··· Estratto del documento ···
Usa, nel ranch “parco-giochi” si uccidono gli animali selvatici. Basta pagare
Coppie felici che sorridono abbracciate immerse nella natura. In posa orgogliosi di mostrare stupendi animali morti. Uccisi in battute di caccia. Anche i figli prendono parte a questo macabro rito. In una delle tante foto si vede una ragazzina sorridente e in posa abbracciata con un canguro morto (l’immagine dell’animale l’abbiamo volutamente coperta) e appeso per il collo per farlo stare bene in piedi. È quanto si può trovare nelle varie fotogallery dell’Ox Ranch, un enorme ranch texano che ospita animali esotici come le antilopi, le capre himalayane e le zebre. Tutti animali tenuti lì per essere cacciati e uccisi.
Tutto è permesso, tranne per Buttercup, la giraffa del ranch che può aggirarsi indisturbata ovunque. Per il resto basta avere i soldi, tanti soldi e poi basta scegliere da un lungo elenco quale animale si vuole portare a casa come trofeo. A partire dal bongo, un’antilope africana, l’esemplare più costoso di questo commercio di esseri viventi: per cacciarla bisogna pagare 35mila dollari. Per portare a casa la testa di un orice (un’antilope araba) bisogna spendere 9.500 dollari, per la sitatunga ce ne vogliono 12mila mentre per lo gnu il costo supera i 15mila dollari.
Un esemplare di Bongo
In molti casi, quasi come se fosse una beffa, vengono date anche informazioni sul numero di esemplari esistenti nel mondo: l’addax, per esempio, meglio noto come antilope dalle corna a vite, inserita nello stato “critico” della lista degli animali a rischio estinzione. Il sito del ranch scrive che ne esistono duemila esemplari in tutto il mondo e per i loro clienti 70 sono pronte a farsi uccidere per la modica cifra di circa 6500 dollari.
···
=== Compito richiesto ===
Estragga l'intero articolo sul ranch texano di caccia, riproducendolo parola per parola. Si basi esclusivamente sull'articolo.
··· Voci fornite ···
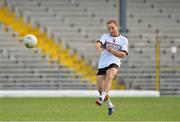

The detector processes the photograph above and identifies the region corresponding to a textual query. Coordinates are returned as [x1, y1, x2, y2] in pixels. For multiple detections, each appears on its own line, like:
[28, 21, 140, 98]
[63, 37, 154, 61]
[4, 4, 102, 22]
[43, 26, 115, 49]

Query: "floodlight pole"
[119, 0, 126, 34]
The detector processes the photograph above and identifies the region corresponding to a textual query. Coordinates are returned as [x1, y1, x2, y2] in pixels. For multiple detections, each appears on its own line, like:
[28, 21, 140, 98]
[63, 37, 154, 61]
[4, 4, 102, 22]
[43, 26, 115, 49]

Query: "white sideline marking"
[0, 90, 160, 97]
···
=== Esercizio svolto ===
Usa, nel ranch “parco-giochi” si uccidono gli animali selvatici. Basta pagare
Coppie felici che sorridono abbracciate immerse nella natura. In posa orgogliosi di mostrare stupendi animali morti. Uccisi in battute di caccia. Anche i figli prendono parte a questo macabro rito. In una delle tante foto si vede una ragazzina sorridente e in posa abbracciata con un canguro morto (l’immagine dell’animale l’abbiamo volutamente coperta) e appeso per il collo per farlo stare bene in piedi. È quanto si può trovare nelle varie fotogallery dell’Ox Ranch, un enorme ranch texano che ospita animali esotici come le antilopi, le capre himalayane e le zebre. Tutti animali tenuti lì per essere cacciati e uccisi.
Tutto è permesso, tranne per Buttercup, la giraffa del ranch che può aggirarsi indisturbata ovunque. Per il resto basta avere i soldi, tanti soldi e poi basta scegliere da un lungo elenco quale animale si vuole portare a casa come trofeo. A partire dal bongo, un’antilope africana, l’esemplare più costoso di questo commercio di esseri viventi: per cacciarla bisogna pagare 35mila dollari. Per portare a casa la testa di un orice (un’antilope araba) bisogna spendere 9.500 dollari, per la sitatunga ce ne vogliono 12mila mentre per lo gnu il costo supera i 15mila dollari.
Un esemplare di Bongo
In molti casi, quasi come se fosse una beffa, vengono date anche informazioni sul numero di esemplari esistenti nel mondo: l’addax, per esempio, meglio noto come antilope dalle corna a vite, inserita nello stato “critico” della lista degli animali a rischio estinzione. Il sito del ranch scrive che ne esistono duemila esemplari in tutto il mondo e per i loro clienti 70 sono pronte a farsi uccidere per la modica cifra di circa 6500 dollari.